------ Data supplied ------

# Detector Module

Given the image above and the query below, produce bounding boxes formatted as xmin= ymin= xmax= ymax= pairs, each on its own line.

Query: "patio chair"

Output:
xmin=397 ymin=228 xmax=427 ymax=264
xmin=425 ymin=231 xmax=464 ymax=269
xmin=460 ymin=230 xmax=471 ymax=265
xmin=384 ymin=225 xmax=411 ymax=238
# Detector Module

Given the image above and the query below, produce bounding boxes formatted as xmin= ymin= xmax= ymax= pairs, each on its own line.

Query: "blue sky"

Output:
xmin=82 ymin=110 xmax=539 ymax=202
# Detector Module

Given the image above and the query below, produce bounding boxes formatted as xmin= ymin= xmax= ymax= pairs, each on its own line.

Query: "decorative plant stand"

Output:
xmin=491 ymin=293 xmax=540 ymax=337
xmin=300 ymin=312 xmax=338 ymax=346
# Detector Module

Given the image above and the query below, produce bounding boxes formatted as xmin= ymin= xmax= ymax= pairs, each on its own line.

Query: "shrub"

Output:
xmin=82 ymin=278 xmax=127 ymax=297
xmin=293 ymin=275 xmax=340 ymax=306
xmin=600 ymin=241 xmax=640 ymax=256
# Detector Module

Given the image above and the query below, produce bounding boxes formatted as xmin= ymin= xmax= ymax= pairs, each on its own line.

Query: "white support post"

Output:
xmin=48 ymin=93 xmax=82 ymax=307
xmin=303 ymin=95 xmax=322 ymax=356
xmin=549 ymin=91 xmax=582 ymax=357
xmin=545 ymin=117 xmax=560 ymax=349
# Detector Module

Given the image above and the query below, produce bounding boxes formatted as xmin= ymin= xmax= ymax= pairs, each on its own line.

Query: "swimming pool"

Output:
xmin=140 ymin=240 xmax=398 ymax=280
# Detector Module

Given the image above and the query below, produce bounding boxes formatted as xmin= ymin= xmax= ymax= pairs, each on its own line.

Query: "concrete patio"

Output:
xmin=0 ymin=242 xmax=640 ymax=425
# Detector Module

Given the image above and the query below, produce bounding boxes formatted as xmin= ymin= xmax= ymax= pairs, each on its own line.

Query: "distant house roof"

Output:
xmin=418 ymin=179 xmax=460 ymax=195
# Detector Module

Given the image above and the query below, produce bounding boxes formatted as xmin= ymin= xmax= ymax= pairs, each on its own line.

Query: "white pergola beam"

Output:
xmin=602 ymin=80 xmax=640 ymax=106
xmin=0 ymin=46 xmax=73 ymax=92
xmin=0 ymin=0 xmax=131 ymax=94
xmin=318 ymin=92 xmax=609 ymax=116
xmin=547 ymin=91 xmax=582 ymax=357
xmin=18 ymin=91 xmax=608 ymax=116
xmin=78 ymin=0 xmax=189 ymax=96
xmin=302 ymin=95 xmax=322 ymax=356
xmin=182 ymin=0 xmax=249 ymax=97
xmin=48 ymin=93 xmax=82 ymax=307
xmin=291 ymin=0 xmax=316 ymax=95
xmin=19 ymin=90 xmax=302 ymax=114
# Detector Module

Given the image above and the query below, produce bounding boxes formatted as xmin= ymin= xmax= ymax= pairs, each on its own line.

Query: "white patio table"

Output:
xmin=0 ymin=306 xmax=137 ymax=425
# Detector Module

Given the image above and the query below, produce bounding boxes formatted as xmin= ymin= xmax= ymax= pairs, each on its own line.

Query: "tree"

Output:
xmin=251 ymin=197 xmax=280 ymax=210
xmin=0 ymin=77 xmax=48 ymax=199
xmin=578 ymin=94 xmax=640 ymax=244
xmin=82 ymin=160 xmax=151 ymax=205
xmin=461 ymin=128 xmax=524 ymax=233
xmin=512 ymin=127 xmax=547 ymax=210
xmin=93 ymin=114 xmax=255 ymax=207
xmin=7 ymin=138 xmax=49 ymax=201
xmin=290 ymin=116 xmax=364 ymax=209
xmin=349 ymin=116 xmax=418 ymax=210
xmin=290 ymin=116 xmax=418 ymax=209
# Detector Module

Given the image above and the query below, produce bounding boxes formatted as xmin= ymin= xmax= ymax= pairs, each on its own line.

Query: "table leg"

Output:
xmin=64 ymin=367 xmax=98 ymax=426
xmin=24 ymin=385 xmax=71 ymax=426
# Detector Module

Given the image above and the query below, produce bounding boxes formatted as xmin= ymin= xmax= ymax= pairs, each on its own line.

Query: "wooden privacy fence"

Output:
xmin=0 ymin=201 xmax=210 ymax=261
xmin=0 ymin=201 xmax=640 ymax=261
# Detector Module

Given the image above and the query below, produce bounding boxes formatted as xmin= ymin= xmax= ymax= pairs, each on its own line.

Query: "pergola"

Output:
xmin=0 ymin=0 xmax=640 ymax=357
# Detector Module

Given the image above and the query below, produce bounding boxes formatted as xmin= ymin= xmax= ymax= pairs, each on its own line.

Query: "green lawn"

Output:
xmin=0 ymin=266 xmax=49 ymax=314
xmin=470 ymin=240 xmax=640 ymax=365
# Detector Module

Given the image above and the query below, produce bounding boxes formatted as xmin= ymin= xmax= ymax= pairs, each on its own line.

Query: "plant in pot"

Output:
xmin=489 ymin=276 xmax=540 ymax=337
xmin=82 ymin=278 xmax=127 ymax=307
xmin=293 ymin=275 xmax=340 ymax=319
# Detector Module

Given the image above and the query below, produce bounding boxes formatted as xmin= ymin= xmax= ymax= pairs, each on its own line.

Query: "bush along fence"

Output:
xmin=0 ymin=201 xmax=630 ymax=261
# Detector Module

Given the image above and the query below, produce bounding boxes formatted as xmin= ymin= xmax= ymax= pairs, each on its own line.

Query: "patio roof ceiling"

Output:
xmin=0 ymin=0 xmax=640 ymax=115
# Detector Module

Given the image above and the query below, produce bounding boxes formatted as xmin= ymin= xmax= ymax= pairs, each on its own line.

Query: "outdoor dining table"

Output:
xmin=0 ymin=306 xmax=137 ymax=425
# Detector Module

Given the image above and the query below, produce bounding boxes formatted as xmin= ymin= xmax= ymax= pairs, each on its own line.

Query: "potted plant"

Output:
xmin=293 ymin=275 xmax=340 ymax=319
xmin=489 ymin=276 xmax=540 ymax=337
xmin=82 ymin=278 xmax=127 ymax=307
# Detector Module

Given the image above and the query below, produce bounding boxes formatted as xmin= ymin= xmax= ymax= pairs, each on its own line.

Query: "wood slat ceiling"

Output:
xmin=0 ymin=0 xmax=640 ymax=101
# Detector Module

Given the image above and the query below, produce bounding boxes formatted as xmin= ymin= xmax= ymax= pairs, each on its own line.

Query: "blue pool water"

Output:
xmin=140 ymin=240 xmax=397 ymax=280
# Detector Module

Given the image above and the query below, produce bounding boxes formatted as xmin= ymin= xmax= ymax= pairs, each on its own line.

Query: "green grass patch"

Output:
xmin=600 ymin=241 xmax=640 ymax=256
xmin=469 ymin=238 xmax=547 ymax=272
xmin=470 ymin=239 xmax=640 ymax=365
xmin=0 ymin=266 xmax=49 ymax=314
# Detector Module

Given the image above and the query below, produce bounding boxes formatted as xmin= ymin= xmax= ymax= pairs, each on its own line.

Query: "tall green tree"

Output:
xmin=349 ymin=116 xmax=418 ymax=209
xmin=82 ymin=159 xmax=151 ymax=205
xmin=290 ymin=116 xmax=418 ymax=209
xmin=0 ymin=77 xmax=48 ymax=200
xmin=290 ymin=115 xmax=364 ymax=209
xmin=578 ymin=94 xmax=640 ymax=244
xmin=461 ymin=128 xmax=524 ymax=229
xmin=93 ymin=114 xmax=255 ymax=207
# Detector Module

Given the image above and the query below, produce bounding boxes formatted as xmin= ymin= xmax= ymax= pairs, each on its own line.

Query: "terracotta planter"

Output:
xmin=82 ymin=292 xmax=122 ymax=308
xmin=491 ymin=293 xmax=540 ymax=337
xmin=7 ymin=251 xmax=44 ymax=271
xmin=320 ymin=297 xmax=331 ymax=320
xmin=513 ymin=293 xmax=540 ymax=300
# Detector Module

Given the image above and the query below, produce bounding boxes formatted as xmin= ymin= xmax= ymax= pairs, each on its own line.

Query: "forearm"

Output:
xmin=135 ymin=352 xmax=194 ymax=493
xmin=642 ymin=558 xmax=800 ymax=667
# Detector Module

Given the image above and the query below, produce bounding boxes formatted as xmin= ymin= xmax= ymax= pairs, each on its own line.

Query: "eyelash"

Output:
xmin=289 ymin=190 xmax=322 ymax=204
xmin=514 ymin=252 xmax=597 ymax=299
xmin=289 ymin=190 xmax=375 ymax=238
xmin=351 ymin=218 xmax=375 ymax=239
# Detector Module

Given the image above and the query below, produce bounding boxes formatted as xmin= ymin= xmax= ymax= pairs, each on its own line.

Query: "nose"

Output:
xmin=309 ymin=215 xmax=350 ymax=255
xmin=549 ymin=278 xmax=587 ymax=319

------

- _What is asked_
Copy out each line of the items above in which the word "white" appears.

- _Output below_
Query: "white support post"
Query: "white pergola beam"
Query: "white patio table"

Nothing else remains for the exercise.